Source text:

________________________________________

I'm much more astounded by the fact that this is so well-received in general. But then it is a niche I don`t understand anyway.


----------



## katetanner (Mar 8, 2015)

Crystal_ said:


> I am guessing Briteka means it's first person split POV, where one book is the lady first-person POV and one book is the dude first-person POV. I did that for the first two books in my series (third is dual) and I had such a hard time with the sex scenes for the guy POV. What the heck are they thinking anyway? And what the heck does it feel like? My BF was not a helpful resource.
> 
> The scene was no hotter than what you'll find in most steamy romance nowadays. Kirkee, you need to get out more


This book actually has dual first person POV's in each book. One chapter in her POV and one chapter in his POV. A lot of NA romance books are written in dual POV's (in one book) and it can be interesting. Sometimes it can be more interesting than just reading it from the females POV especially when the female character is quite negative or a whiner.


----------



## katetanner (Mar 8, 2015)

Briteka said:


> So... curiosity got the best of me, and I bought a couple of the books. The only thing that stands out from other steamy romances is that each book is split between the male and female pov. That's interesting and something I'm going to try now that I know there's an audience for it. There is nothing else particularly unique about these books for the people wondering. They are the same as every other 50 Shades-like romance. They are better written than things coming out of the "Warrior" mill. The reason they are successful is either marketing or pure luck. Probably a combination of both.
> 
> The biggest mystery is why she stopped releasing. If I had those numbers, I'd be turning out at least three a week.


I just read the first book. It was ok. Deborah Bladon is very good at writing short steamy (novella length) stories like this with dual POV's in each book. Deborah's books are a little longer at around 2 hours. 
If i was having so much success writing these kinds of short stories i would have carried on writing a bunch of them and put them out back to back, trilogies work great in this genre.

There are a few of these authors who write short erom's or NA shorts, with very little online presence. Claire Adams and Alycia Taylor are two more authors with similar stories and profiles


----------



## Lydniz (May 2, 2013)

Phronk said:


> I'll just leave this here: http://www.amazon.com/Leonard-Delaney/e/B00E86C4B0/


Love this. I especially like his author bio.


----------



## Guest (Mar 29, 2015)

1) Leonard Delaney is a legend.

This: while maintaining a long-distance relationship with his girlfriend, Misty (aka Éowyn16), who no longer responds to his direct messages, but he remains hopeful for a future with. 

****

2) I'm seriously going to get into Tech Billionaire Erotic Romance. Now that I know the magic formula is both people POV. Also going to throw in Google Glass POV.

*****

3) Do you think Hannah wrote it as an experiment and then got surprised it did so well and stopped. Perhaps she's too busy sipping Margaritas in Cocomo.


----------



## Jake Kerr (Aug 6, 2014)

I don't write romance, but I love following success stories. The only thing here that surprises me is Hannah's excerpt. How does that not break this content guideline:

Pornography 
We don't accept pornography or offensive depictions of graphic sexual acts.


----------



## Mr. Sparkle (Oct 8, 2014)

________________________________________

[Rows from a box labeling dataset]
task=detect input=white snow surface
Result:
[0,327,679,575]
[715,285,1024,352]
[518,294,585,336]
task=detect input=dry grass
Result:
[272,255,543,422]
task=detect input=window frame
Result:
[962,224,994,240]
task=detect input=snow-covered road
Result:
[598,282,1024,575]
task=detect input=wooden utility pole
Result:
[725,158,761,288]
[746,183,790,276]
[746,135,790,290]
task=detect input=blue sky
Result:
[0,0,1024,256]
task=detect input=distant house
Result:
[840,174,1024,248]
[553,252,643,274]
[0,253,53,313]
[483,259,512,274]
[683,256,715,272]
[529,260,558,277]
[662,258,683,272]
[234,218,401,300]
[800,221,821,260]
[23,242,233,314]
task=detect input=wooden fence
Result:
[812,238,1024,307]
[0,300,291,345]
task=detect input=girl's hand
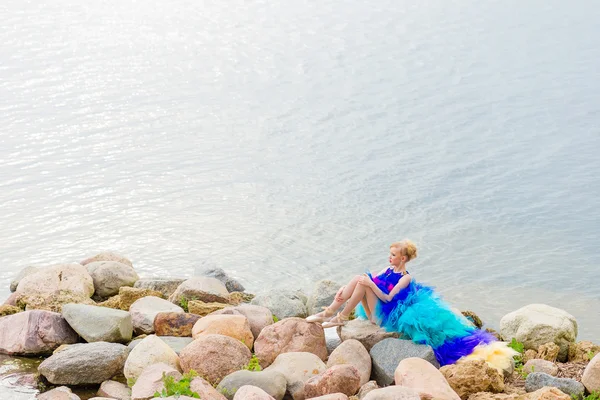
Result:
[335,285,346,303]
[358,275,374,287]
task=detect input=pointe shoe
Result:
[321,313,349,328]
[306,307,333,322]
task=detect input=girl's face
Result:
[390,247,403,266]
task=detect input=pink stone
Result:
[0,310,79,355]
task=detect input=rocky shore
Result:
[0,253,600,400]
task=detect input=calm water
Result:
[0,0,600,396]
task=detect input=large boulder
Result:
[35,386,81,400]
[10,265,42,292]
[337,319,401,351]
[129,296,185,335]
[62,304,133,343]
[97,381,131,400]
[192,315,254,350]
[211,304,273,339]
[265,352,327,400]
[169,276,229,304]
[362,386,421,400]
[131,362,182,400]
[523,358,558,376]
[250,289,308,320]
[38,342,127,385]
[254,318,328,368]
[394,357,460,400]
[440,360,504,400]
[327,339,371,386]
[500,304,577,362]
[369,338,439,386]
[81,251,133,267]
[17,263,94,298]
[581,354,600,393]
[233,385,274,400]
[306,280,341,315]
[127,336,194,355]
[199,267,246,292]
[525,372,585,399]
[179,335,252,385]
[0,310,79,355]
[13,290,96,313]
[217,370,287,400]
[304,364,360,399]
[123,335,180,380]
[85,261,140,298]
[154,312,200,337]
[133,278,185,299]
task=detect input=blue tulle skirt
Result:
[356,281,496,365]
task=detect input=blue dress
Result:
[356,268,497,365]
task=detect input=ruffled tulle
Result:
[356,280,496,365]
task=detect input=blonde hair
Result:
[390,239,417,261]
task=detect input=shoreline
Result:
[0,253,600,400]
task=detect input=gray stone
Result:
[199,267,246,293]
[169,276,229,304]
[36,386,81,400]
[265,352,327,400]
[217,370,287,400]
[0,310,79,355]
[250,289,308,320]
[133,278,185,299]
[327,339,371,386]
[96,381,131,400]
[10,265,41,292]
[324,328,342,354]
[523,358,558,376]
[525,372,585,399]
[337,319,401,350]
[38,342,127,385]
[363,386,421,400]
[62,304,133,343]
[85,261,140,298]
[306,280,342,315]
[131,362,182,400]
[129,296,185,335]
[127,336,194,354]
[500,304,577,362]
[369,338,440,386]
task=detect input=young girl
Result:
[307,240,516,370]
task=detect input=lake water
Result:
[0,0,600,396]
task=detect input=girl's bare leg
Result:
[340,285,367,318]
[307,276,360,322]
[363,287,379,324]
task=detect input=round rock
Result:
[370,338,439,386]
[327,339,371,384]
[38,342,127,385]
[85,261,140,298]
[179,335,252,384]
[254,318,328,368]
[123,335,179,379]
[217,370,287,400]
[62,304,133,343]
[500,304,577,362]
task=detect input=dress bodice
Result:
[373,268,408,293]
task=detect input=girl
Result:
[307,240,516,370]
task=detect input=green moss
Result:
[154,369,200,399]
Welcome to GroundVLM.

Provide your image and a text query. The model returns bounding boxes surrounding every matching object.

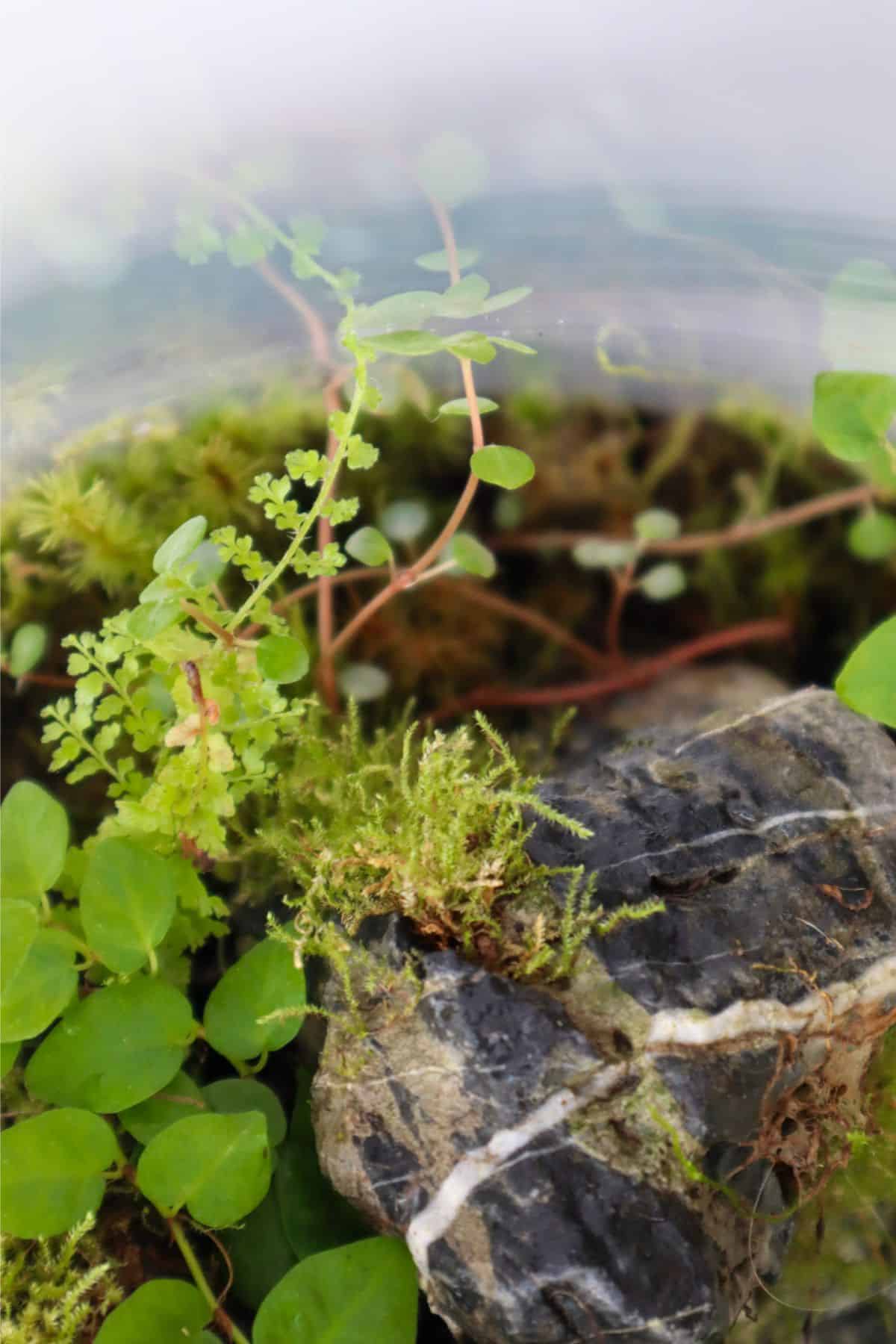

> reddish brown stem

________________________________________

Prompt A: From the forum thread, quote the part that opens with the words containing "I don't write" and closes with "graphic sexual acts.".
Prompt B: In the forum thread, which two authors are named as having stories and profiles similar to the short steamy books under discussion?
Prompt C: Continue the forum thread from where it stops.

Right answer A:
I don't write romance, but I love following success stories. The only thing here that surprises me is Hannah's excerpt. How does that not break this content guideline:

Pornography 
We don't accept pornography or offensive depictions of graphic sexual acts.

Right answer B: Claire Adams and Alycia Taylor.

Right answer C:
jakedfw said:


> I don't write romance, but I love following success stories. The only thing here that surprises me is Hannah's excerpt. How does that not break this content guideline:
> 
> Pornography
> We don't accept pornography or offensive depictions of graphic sexual acts.


Easy - because that scene was sex, not porn. (Not even close.)


----------



## Liz French (Apr 13, 2014)

Briteka said:


> The biggest mystery is why she stopped releasing. If I had those numbers, I'd be turning out at least three a week.


I'm not sure she has stopped releasing. The last one came out a couple of weeks ago - Book 7 of the What He Wants series. I also let curiosity get the better of me on account of this thread and got totally sucked in! It becomes a bit of a murder mystery/erom thriller which is annoyingly compelling!

Anyway, makes me think that if you are going to release a series that depends on cliff hangers as much as this one does (and therefor maximise the KU benefits) then it would really be worth having the full series written up front and releasing them all either at the same time or over a short time frame. Most of the negative feedback that this series has got is about having to wait for the next instalment.

I hope she hasn't stopped releasing - I want to know whodunnit!


----------



## Jake Kerr (Aug 6, 2014)

Easy - because that scene was sex, not porn. (Not even close.)

I wasn't referring the the porn guideline, but this one:



> offensive depictions of graphic sexual acts.


Again, I really have no skin in this game (pun sorta kinda intended), I just like to be on top (again, pun sorta kinda intended) of how much leeway Amazon gives us via their various guidelines.

So I guess I considered the scene at least somewhat "graphic" and it involved "sex."

Anyway, this is probably one of those things where you just go out and ask forgiveness and not permission because the guidelines are so open to interpretation, and honestly that's generally my approach to things with Select. So I'm in favor of that.


----------



## cinisajoy (Mar 10, 2013)

jakedfw said:


> Easy - because that scene was sex, not porn. (Not even close.)
> 
> I wasn't referring the the porn guideline, but this one:
> 
> ...


I read the excerpt too. Just saying he fucked her does not make it graphic sex.


----------



## kathrynoh (Oct 17, 2012)

The operative word there is "offensive". Depictions of sexual acts that are non-offensive are fine.


----------



## Evenstar (Jan 26, 2013)

I think what the OP meant by breaking the rules was simply that she has not done any marketing or set up an author page or engaged on social media. A lot of perceived wisdom here is that you must do those things to succeed, but of course we all know there are no rules that guarantee success, just ways to increase your chances...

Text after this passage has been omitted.